**ASSIGNMENT**
When you reach the records, transcribe all of them exactly.

**EXTRACTED INFORMATION**
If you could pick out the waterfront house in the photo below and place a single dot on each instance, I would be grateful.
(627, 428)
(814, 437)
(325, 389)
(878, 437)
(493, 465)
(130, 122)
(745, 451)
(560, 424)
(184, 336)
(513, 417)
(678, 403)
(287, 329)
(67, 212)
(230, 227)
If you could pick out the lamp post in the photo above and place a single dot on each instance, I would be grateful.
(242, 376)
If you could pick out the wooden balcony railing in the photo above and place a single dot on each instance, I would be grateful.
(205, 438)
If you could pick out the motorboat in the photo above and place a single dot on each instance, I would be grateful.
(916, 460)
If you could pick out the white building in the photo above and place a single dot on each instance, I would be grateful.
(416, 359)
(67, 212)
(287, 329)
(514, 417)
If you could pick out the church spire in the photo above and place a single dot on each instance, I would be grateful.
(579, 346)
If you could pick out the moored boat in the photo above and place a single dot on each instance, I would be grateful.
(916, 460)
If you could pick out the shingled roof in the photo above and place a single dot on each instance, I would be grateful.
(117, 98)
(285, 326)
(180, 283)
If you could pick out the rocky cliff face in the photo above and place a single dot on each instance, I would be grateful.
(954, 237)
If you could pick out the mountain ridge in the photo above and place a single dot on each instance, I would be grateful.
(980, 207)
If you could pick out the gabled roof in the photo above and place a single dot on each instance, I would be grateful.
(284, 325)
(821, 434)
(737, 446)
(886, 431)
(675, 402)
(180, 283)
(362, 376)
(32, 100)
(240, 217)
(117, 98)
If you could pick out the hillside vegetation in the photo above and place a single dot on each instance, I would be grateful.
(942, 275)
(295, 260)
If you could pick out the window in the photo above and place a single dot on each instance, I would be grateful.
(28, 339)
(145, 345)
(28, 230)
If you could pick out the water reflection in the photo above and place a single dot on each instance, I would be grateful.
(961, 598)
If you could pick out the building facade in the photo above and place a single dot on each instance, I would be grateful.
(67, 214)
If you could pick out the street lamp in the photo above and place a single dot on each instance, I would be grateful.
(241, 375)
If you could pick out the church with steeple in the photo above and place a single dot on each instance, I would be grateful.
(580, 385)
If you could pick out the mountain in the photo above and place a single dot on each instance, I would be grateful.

**OUTPUT OF THE EXERCISE**
If you could pick out the waterfront house in the photo below and place a single dot on each instance, I would be grateful.
(627, 428)
(814, 437)
(325, 389)
(878, 437)
(493, 465)
(130, 122)
(745, 451)
(560, 424)
(184, 336)
(513, 417)
(678, 403)
(287, 329)
(67, 212)
(230, 227)
If you could pick out the lamp post in the photo above and place a single dot on each instance, I would be grateful.
(242, 376)
If you could pick out the wooden balcony railing in the photo above and place a single dot on each instance, I would be grateful.
(205, 438)
If you could pick out the motorboat in the photo above and place a single dot on each instance, I would be grateful.
(916, 460)
If you could pick out the white building in the photo above and place a single dot on each instance, I would be grateful.
(416, 359)
(67, 212)
(287, 329)
(514, 417)
If you could pick out the church spire in the photo above and place a single dot on each instance, I would be grateful.
(579, 346)
If you could pick out the moored boat in the photo above and place a single dot on each instance, I would be grateful.
(916, 460)
If you could pick out the shingled roof in the photo above and place a single dot on each instance, I would be grateful.
(117, 98)
(285, 326)
(180, 283)
If you could pick out the rocky cliff face in the photo above and place a single dot on each instance, I would be grateful.
(954, 237)
If you could pick out the mountain ridge in the photo above and place a single dot on each instance, I would be grateful.
(980, 207)
If you could pick out the gabled roof in the photo above and place a single dot on each instance, I would be grateful.
(284, 325)
(821, 434)
(737, 446)
(886, 431)
(675, 402)
(180, 283)
(362, 376)
(32, 100)
(240, 217)
(117, 98)
If you could pick out the hillside vegetation in the photo above and place a single dot on each instance, I would be grateful.
(942, 275)
(295, 260)
If you could pick out the window in the photo above and place a single dot on each instance, I would be grateful.
(28, 339)
(145, 345)
(28, 230)
If you could pick out the water reflection in the photo above and place a single dot on each instance, I would be grateful.
(961, 598)
If you could pick out the building facade in the photo above and place a single dot on each instance, I would be grateful.
(67, 214)
If you could pick out the street lamp in the photo above and place a single dot on each instance, I would be grateful.
(241, 375)
If you could pick out the church with steeple in the photo above and place a single dot on each instance, I would be grateful.
(580, 385)
If you could pick out the mountain in the photo above and place a single dot on each instance, I would be grateful.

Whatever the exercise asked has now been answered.